Community Blog Application of Machine Learning in Traffic Sign Detection and Fine-grained Classification

Application of Machine Learning in Traffic Sign Detection and Fine-grained Classification

This article describes the application of machine learning in map data generation and traffic sign recognition for AMAP.

In today's digitally connected world, maps are an essential part of everyday life, and data is indispensable for map services. Dynamic map services provide users direct and explicit access to smart features supported by a large amount of data.

In the nascent stages of map services technology, data was collected from a range of specialties via tools such as vehicles, bicycles, airplanes, and satellite images. In the last two years, map data is being collected through crowdsourcing via intelligent hardware. The collected data is then updated at unprecedented speed and with unparalleled accuracy. Rapid changes on the ground are driving users to increasingly depend on map services apps. With the growing demand for map services, map companies focusing on superior user experience prioritize the need for speed and accuracy of updating data as the key objective. The first step in the direction of effective data update is traffic sign detection.

• • • • • • •

Written problem A.
Answer these questions using the traffic sign detection article.
(i) For which company does the article describe the application of machine learning?
(ii) In the last two years, how has map data been collected?
(iii) What does the article name as the first step toward effective data update?
Written problem B. Return the passage of the traffic sign detection article from "This article describes" to "amount of data.", copied word for word.

Information provided.

• • • • • • •

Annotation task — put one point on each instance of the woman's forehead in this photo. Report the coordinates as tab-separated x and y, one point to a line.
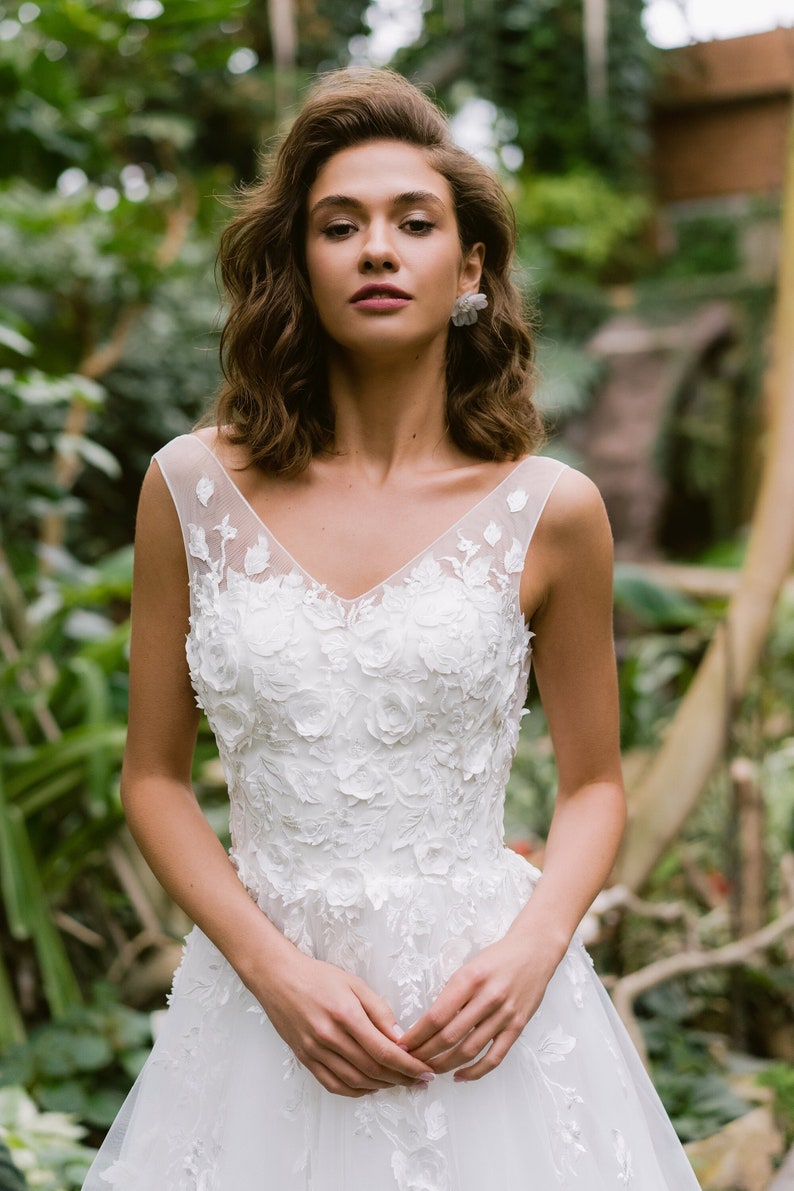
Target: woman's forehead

• • • • • • •

Task solution A.
(i) AMAP
(ii) Through crowdsourcing via intelligent hardware
(iii) Traffic sign detection

Task solution B.
This article describes the application of machine learning in map data generation and traffic sign recognition for AMAP.

In today's digitally connected world, maps are an essential part of everyday life, and data is indispensable for map services. Dynamic map services provide users direct and explicit access to smart features supported by a large amount of data.